### Task instructions:
Look through the data below for the line with "the neck, then", and transcribe it exactly together with each line after it up to and including the line with "find the amber". Give nothing else.

### Task inputs:

-.-.-

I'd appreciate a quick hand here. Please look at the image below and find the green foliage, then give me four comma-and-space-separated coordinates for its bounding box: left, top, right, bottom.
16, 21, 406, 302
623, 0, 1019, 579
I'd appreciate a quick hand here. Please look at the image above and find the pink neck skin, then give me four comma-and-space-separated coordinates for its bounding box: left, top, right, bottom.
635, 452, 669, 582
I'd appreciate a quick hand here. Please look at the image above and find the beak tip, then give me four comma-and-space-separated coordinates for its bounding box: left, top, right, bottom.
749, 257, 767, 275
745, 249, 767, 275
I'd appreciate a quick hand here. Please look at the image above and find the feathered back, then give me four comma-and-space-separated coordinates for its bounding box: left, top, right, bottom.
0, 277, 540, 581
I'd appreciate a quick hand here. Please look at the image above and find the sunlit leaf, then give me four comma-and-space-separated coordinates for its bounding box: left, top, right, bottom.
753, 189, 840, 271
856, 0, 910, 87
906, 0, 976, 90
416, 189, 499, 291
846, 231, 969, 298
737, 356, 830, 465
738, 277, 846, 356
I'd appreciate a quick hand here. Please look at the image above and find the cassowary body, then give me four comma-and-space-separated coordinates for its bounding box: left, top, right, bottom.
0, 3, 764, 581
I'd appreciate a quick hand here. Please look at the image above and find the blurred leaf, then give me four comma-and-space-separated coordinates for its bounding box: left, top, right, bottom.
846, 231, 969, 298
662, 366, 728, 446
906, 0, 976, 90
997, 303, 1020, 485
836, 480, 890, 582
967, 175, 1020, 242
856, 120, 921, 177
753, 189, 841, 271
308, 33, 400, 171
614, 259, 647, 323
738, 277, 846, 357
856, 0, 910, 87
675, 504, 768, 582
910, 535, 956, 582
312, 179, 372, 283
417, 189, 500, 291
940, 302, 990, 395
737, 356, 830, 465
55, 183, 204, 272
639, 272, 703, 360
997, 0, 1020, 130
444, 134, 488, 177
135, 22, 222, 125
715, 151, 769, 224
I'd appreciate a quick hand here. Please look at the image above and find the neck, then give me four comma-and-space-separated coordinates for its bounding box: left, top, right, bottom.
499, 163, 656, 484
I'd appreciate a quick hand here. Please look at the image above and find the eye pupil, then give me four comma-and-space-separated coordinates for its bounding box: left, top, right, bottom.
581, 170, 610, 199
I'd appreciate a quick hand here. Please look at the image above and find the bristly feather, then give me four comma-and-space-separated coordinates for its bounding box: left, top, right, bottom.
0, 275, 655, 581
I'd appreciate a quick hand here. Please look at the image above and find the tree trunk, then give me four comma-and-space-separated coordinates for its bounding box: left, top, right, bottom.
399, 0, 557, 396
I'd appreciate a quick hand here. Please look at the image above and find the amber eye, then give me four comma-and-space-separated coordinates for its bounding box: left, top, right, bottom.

-.-.-

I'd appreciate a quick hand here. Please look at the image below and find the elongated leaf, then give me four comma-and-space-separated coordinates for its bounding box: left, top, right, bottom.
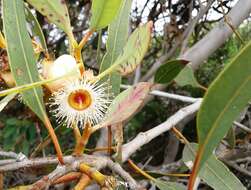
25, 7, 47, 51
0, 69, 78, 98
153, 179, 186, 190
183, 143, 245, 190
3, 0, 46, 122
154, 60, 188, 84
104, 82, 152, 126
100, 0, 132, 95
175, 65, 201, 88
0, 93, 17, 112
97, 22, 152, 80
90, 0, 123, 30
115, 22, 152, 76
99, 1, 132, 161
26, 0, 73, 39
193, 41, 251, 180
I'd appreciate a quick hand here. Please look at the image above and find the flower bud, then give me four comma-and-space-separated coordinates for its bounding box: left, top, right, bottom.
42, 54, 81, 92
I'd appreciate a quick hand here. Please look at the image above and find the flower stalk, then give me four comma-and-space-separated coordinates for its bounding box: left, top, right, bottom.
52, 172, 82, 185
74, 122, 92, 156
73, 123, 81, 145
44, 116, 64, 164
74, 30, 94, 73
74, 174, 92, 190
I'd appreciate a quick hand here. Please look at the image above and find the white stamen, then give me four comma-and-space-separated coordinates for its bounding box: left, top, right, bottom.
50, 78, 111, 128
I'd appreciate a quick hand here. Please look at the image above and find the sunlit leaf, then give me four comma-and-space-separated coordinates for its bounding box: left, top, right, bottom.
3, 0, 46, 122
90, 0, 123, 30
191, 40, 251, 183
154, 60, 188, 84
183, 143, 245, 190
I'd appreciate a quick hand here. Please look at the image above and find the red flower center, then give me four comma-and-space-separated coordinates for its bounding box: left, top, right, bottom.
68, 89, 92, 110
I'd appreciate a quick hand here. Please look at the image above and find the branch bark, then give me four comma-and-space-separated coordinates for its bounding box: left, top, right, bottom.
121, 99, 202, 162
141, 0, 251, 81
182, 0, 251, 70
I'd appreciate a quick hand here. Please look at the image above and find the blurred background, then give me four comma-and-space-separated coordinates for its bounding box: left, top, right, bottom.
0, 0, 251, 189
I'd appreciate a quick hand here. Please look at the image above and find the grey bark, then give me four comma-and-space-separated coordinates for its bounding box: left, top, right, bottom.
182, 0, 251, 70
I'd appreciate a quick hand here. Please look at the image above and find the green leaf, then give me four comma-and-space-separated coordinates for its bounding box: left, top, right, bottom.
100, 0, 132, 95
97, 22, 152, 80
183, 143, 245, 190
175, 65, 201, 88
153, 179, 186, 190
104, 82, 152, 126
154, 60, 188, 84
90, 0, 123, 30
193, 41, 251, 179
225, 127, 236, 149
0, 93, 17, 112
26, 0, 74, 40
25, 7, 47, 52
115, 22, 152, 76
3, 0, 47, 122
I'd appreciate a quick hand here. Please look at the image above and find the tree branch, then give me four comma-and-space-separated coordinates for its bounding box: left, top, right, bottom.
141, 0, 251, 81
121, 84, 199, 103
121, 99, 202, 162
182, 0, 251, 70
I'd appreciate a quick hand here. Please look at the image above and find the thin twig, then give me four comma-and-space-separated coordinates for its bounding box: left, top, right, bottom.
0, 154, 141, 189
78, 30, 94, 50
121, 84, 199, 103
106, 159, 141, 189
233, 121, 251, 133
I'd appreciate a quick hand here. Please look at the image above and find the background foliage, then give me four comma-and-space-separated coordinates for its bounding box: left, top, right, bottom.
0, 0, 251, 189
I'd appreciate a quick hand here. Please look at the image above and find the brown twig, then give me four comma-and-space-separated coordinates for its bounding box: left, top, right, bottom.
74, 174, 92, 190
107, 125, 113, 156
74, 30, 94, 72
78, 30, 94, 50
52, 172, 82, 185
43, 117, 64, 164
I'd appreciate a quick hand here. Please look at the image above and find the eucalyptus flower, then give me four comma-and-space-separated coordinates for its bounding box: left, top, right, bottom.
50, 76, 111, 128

-.-.-

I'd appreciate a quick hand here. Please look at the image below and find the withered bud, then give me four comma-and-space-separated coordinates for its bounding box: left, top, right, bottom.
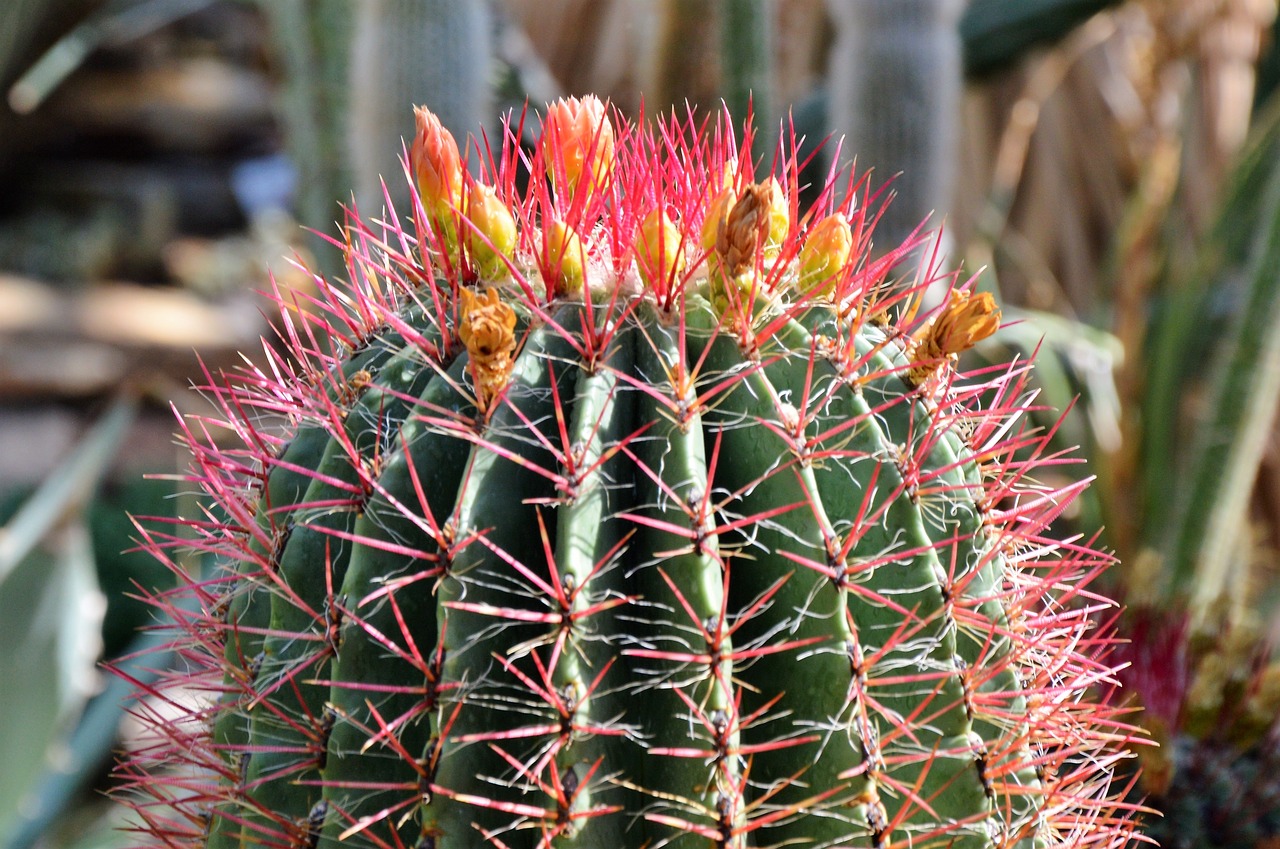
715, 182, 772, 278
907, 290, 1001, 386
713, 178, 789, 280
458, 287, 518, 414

-.-.-

### Your solution:
I'd appreciate a quick hand here. Please look at the image above and find the neck, then give me four comma-and-space-separated coordinates for its bounding box: left, top, right, bottom.
499, 163, 656, 484
I'd appreciate a quick hand here. Please look at the image above and find the eye pupil, then give me four comma-and-space-separated coordinates for its bounding box: left, top, right, bottom.
581, 170, 610, 199
I'd appreciate a quick hand here. Please look at the image above and find the bristly feather, then give me four comma-and-space-separated coordinates for its bounding box: left, top, right, bottom.
0, 275, 655, 581
I'd appreciate a quick hand here. Please look at the image above and find the tree trunk, then give me four comma-and-space-separated coordinates for its bounding box: left, top, right, bottom.
399, 0, 557, 396
I'd appreciate a quick hand here. Please look at the image above and find the amber eye, then give me four comma-and-space-separated coordinates for its bounding box: left, top, right, bottom.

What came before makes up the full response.